Exercise goal> Reproduce exactly the lines below from the one containing "TARGET = aluminum camper siding" through the one containing "TARGET = red stripe on camper", including both, and nothing else.

Dataset entries
--- START ---
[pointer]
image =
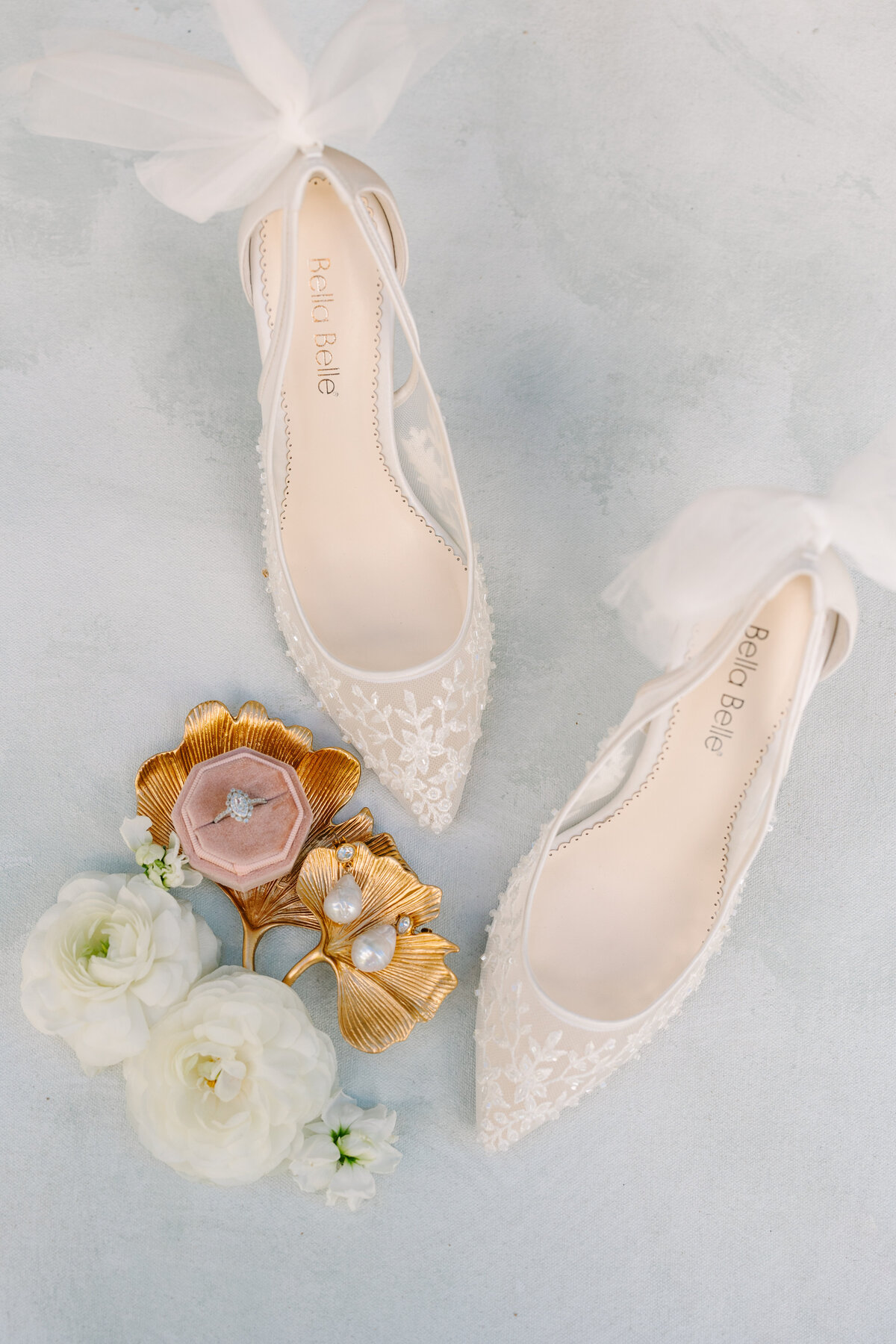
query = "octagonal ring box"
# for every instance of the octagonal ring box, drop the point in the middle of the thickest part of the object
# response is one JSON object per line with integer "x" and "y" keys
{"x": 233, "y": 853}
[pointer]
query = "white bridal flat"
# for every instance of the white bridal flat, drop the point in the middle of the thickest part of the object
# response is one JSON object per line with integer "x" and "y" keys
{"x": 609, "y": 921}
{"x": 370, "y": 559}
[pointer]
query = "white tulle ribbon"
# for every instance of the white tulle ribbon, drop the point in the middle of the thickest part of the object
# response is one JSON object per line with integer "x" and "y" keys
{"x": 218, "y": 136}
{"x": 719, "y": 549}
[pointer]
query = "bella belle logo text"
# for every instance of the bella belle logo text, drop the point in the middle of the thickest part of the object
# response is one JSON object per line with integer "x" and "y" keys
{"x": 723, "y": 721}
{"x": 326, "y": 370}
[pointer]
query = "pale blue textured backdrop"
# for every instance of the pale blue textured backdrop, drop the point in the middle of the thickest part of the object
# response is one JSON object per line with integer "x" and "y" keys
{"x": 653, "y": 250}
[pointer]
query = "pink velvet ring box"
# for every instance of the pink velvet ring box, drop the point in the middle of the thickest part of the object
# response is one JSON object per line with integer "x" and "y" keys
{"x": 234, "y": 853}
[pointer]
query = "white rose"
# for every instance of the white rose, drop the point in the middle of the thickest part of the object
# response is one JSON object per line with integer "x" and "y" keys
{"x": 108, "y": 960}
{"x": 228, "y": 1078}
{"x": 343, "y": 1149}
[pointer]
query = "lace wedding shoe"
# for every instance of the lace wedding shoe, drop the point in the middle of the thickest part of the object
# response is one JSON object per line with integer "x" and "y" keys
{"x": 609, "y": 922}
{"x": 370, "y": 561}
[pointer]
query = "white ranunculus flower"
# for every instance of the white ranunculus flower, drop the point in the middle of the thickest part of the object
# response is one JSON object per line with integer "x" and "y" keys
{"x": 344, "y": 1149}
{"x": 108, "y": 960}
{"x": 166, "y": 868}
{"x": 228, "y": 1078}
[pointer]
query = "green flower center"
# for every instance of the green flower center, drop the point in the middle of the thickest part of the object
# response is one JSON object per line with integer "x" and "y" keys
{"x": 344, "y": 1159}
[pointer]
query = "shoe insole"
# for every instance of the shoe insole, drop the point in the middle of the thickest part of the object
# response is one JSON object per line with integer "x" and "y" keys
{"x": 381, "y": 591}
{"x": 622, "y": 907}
--- END ---
--- START ---
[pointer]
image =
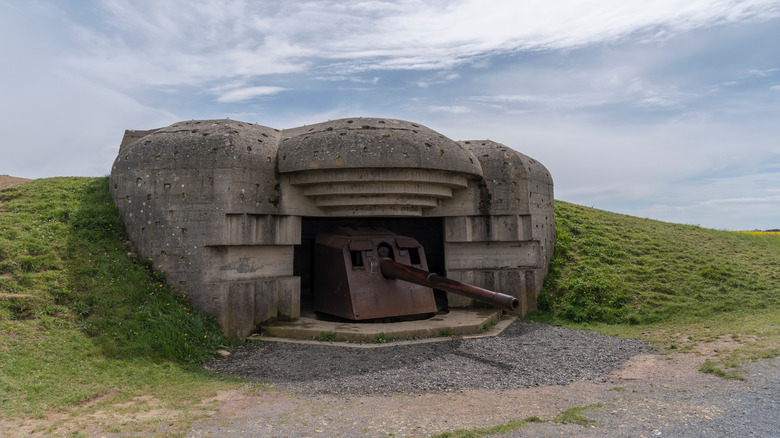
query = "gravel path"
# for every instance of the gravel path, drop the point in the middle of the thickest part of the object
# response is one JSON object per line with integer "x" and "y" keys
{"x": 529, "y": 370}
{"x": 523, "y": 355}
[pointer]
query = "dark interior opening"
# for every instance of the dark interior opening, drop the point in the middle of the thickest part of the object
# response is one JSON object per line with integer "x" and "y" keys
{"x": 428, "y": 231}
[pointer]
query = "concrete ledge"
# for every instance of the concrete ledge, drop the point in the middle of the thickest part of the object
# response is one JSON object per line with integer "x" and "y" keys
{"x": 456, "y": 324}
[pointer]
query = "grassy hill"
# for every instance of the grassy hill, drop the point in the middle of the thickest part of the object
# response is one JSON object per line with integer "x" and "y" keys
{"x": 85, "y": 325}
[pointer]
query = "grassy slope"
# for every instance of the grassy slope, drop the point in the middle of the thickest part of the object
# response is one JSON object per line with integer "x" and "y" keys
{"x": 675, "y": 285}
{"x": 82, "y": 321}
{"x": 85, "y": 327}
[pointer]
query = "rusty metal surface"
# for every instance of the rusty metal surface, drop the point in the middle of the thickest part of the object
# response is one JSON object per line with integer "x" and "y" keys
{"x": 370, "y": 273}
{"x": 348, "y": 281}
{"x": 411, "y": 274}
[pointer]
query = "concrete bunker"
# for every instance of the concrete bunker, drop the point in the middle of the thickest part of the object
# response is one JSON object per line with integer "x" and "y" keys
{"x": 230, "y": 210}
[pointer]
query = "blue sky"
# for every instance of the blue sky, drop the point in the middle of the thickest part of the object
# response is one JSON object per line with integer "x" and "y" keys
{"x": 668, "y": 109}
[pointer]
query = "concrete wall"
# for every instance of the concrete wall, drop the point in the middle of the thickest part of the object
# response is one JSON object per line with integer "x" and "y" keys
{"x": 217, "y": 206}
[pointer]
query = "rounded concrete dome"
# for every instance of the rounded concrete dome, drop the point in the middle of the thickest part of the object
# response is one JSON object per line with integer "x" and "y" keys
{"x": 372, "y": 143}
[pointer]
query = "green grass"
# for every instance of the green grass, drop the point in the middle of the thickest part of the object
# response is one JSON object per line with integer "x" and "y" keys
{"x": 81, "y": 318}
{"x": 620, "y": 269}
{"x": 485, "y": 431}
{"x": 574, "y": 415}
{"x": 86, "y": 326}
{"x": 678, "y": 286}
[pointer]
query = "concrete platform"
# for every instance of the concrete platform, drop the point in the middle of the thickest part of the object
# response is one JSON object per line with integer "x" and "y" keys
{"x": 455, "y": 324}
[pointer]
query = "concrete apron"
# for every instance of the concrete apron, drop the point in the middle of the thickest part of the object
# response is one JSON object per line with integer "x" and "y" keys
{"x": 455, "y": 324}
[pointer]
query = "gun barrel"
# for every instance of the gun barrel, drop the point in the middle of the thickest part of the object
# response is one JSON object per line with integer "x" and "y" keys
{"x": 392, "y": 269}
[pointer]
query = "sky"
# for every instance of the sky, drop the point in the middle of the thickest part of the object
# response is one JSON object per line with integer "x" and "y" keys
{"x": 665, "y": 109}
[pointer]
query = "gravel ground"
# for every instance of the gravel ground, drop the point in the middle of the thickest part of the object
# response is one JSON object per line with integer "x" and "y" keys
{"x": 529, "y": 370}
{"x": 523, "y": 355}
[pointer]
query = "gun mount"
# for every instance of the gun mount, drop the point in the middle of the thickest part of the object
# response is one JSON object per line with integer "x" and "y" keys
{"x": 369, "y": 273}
--- END ---
--- START ---
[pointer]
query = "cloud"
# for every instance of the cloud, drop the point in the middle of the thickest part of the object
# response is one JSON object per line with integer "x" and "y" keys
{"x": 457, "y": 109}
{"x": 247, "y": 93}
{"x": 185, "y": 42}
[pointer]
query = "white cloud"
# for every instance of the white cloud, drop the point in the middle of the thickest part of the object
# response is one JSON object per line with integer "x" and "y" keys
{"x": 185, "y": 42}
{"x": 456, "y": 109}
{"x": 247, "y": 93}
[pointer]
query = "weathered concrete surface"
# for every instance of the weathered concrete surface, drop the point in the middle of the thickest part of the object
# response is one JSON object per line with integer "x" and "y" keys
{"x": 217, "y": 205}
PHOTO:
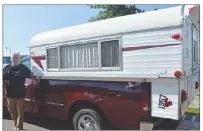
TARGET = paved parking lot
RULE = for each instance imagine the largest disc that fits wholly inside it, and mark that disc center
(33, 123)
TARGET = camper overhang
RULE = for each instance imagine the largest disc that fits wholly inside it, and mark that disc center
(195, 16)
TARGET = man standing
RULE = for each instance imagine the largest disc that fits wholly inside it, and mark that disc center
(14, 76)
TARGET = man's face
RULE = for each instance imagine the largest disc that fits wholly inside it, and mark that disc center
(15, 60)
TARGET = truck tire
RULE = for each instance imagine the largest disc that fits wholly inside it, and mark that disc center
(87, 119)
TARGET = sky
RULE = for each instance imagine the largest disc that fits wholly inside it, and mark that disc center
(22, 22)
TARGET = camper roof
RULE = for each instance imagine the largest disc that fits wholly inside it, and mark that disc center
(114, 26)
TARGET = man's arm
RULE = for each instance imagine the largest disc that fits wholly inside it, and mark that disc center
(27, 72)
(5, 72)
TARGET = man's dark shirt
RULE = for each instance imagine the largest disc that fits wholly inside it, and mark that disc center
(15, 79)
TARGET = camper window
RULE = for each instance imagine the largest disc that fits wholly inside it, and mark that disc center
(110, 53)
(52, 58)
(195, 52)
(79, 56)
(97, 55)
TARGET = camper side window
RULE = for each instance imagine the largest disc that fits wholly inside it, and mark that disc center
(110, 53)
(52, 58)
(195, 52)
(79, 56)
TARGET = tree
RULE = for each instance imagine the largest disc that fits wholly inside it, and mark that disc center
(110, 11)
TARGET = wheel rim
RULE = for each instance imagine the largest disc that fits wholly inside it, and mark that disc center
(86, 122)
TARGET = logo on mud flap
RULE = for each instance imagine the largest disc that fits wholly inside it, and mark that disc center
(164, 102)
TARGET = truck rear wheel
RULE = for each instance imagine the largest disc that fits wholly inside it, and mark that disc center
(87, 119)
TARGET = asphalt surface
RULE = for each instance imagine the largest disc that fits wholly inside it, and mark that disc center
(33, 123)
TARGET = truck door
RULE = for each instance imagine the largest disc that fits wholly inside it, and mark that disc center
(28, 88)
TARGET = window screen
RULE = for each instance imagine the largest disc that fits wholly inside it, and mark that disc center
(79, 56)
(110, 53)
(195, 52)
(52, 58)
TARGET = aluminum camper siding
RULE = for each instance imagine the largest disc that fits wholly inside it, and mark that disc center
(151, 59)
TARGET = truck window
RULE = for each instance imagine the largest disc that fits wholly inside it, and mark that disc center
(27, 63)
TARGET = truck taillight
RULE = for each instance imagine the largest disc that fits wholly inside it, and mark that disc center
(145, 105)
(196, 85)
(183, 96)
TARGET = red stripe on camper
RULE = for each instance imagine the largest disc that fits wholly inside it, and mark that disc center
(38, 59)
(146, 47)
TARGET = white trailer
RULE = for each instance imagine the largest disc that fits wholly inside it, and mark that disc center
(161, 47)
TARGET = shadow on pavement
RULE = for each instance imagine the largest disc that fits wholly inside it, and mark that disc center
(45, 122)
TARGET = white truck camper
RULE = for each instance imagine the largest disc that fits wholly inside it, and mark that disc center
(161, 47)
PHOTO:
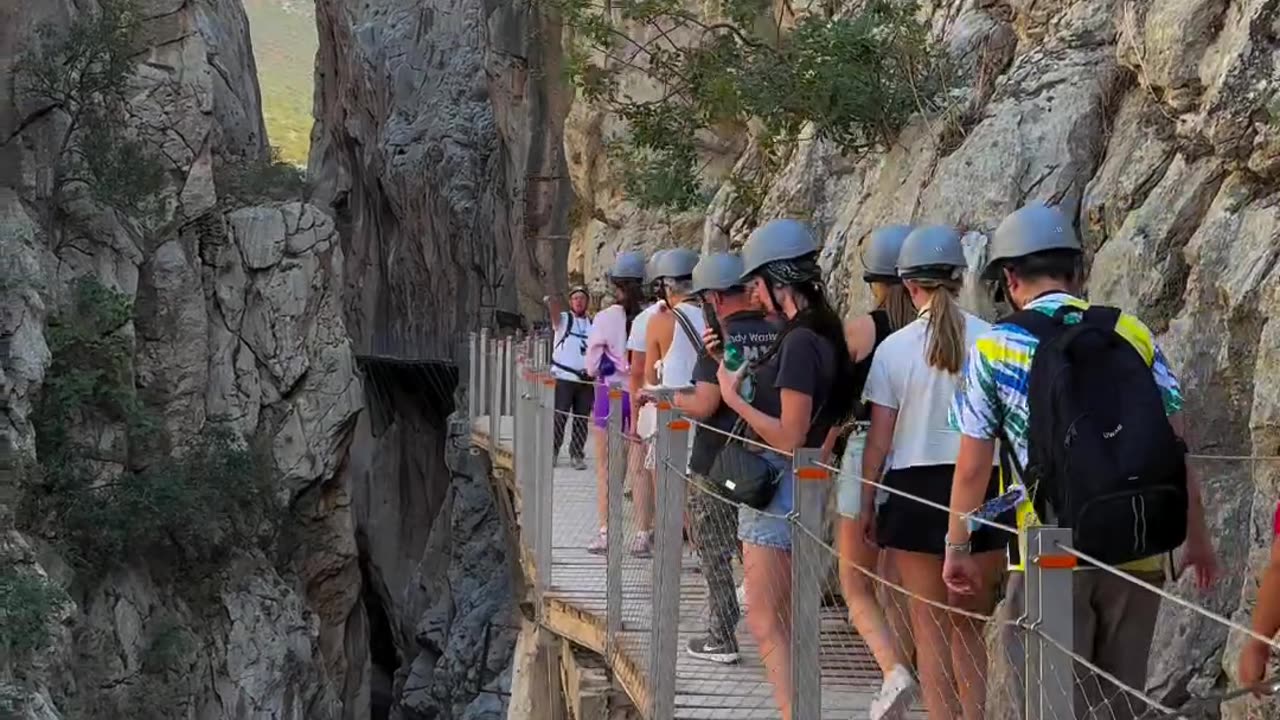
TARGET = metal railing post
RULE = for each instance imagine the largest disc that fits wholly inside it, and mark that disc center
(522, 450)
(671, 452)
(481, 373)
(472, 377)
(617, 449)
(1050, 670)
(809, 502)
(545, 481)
--- END ---
Task solution>
TARGET = aluminum camper siding
RULE = for each instance imagine the largest disc that fits wholly inside it, and mark that disc center
(151, 59)
TARGET = truck window
RULE = for each instance imagine the largest disc that fits wholly inside it, and mark that disc center
(27, 63)
TARGET = truck taillight
RULE = for each instance imagine the largest disc that fits wholly inside it, and mark that disc center
(145, 105)
(196, 85)
(183, 96)
TARGET = red stripe on camper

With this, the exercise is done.